### YOUR OBJECTIVE
For this exercise, please find the lines in the entries that include the word "bench" and copy them.

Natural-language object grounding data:

■ ■ ■ ■

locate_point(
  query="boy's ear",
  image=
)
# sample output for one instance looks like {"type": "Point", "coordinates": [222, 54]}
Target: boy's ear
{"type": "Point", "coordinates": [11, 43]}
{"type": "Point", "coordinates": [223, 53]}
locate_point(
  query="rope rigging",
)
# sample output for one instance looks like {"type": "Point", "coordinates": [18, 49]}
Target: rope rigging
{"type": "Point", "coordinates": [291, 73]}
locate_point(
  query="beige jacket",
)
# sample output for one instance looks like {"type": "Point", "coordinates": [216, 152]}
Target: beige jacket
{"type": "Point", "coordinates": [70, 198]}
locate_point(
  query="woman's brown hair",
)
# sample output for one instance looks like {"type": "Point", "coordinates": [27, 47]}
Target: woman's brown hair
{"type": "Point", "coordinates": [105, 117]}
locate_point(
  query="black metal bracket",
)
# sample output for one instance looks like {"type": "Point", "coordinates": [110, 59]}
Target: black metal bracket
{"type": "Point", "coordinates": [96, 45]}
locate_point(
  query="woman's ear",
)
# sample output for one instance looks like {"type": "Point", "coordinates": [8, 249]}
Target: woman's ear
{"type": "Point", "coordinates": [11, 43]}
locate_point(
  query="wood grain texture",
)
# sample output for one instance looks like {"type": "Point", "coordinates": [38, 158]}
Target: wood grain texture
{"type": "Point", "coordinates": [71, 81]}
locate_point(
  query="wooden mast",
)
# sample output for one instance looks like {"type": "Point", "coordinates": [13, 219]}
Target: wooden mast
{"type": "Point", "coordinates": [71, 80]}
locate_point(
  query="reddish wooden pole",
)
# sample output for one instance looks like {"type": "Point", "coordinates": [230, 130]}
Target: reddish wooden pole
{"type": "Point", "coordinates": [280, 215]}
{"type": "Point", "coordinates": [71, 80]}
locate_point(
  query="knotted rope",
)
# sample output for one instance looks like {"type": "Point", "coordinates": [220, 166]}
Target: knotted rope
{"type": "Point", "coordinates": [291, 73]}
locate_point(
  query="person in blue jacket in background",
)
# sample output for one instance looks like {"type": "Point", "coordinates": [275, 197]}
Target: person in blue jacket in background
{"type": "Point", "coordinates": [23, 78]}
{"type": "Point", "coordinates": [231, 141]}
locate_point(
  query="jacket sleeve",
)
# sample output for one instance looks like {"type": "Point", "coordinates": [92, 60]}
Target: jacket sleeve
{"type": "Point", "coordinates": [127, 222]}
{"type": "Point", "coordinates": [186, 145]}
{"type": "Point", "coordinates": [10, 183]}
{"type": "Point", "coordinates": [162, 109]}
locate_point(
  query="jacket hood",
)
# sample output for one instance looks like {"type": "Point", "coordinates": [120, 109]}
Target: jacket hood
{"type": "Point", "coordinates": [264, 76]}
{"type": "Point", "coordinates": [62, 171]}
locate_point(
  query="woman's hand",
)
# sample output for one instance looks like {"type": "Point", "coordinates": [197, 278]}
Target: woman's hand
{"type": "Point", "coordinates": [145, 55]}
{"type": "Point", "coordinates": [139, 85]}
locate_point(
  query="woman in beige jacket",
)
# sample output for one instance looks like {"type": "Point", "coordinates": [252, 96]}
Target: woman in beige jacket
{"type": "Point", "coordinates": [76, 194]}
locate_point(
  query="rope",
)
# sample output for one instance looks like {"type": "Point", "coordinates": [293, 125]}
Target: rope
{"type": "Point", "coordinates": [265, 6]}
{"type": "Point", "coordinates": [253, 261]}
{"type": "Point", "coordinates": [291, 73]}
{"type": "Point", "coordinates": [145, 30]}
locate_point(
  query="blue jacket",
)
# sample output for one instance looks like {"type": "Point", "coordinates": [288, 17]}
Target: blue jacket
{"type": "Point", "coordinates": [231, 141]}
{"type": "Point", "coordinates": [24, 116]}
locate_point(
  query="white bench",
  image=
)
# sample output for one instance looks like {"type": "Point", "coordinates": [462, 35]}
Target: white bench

■ ■ ■ ■

### RESPONSE TO THE EXERCISE
  query="white bench",
Target: white bench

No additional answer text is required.